* **EXERCISE REQUIREMENTS**: All of the data that follows needs to be printed again, exactly as it reads.

[Point-per-instance localization data]

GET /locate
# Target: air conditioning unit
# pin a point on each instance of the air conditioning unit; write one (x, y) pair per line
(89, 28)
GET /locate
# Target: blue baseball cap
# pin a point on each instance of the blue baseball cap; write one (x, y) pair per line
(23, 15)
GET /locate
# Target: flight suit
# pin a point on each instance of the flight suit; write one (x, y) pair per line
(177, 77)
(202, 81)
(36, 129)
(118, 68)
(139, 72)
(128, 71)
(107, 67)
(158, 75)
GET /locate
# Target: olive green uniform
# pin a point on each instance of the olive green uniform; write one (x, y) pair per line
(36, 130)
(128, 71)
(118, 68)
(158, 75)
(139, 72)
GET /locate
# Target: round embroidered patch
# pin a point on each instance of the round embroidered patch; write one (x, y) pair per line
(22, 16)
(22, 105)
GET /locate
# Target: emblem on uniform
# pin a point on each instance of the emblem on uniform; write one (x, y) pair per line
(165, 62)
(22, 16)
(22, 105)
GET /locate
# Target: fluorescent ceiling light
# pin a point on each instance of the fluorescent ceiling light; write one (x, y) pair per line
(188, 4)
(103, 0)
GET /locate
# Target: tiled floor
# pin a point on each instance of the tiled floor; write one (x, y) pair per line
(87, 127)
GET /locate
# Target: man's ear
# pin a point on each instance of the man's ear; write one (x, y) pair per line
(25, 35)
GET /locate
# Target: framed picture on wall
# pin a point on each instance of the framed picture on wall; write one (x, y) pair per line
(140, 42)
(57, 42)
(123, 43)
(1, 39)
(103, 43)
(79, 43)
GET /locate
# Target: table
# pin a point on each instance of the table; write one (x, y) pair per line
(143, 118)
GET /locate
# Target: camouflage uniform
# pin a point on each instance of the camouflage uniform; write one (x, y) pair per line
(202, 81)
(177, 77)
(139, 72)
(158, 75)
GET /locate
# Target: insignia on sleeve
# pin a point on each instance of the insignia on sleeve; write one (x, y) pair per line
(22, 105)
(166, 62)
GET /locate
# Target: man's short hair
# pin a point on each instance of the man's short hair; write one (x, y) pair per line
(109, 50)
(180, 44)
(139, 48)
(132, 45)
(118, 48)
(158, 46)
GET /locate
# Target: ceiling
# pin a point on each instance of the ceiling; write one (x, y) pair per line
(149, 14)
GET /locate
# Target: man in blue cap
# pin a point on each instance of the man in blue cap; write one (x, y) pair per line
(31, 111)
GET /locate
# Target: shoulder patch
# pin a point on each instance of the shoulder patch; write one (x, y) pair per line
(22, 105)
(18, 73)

* **RESULT OF THE TASK**:
GET /locate
# Target: air conditioning unit
# pin a point on each instance of the air conditioning unit; write one (x, y) pair per line
(89, 28)
GET /locate
# Target: blue baseball cap
# pin a point on each instance of the blue baseball cap; write one (x, y) pair per line
(23, 15)
GET /locate
# Target: flight suit
# pin a point on each instance of the flight suit; write one (x, y) pair per line
(177, 77)
(202, 81)
(36, 129)
(118, 68)
(139, 72)
(128, 71)
(107, 67)
(158, 75)
GET /locate
# Target: olive green uniform
# pin a point on each instance of the olive green uniform; write one (x, y) pair per line
(36, 130)
(128, 71)
(118, 68)
(158, 75)
(139, 72)
GET /locate
# Target: round embroidered patch
# pin a point on each instance of the round embroidered patch; write one (x, y) pair per line
(22, 16)
(22, 105)
GET /locate
# Target: emblem on uniform
# pin a point on each instance of the emblem on uniform; write one (x, y) pair per line
(165, 62)
(22, 16)
(22, 105)
GET /locate
# Target: fluorescent ceiling light
# pin a point on each instance of the fluorescent ceiling light; write one (x, y) pair per line
(188, 4)
(103, 0)
GET /locate
# Target: tiled floor
# pin a point on each instance of the tiled floor; write one (x, y) pair per line
(87, 127)
GET /locate
# Target: man's ear
# pin a point on each instance of the man's ear; write one (x, y) pair per line
(25, 35)
GET /locate
# Target: framed picture on wall
# pin a point on each instance of the framed picture on wall; write one (x, y) pair per line
(140, 42)
(57, 42)
(123, 43)
(1, 39)
(103, 43)
(79, 43)
GET /locate
# Target: table
# pin a point on each instance of the table; write one (x, y) pair per line
(143, 118)
GET /locate
# Target: camouflage uniform
# pin a point on each instance of the camouflage uniform; write one (x, y) pair per line
(202, 81)
(177, 77)
(139, 72)
(158, 75)
GET /locate
# Target: insignia on sleeve
# pin a point on each instance of the insignia on sleeve; write one (x, y) pair per line
(22, 105)
(166, 62)
GET /locate
# Target: man's short hair
# pin a point on each instance of the man's short hair; write one (x, y) pair per line
(109, 50)
(180, 44)
(139, 48)
(132, 45)
(118, 48)
(158, 46)
GET /locate
# Target: ceiling
# pin a point on each instance of the ceiling; write one (x, y) pair per line
(149, 14)
GET /locate
# Target: man in blue cap
# pin a point on each instance of the man in blue cap; write one (x, y) pair per line
(31, 111)
GET /locate
# Target: shoulder patch
# pin a point on each instance of the shoulder patch; write one (x, y) pair per line
(22, 105)
(18, 73)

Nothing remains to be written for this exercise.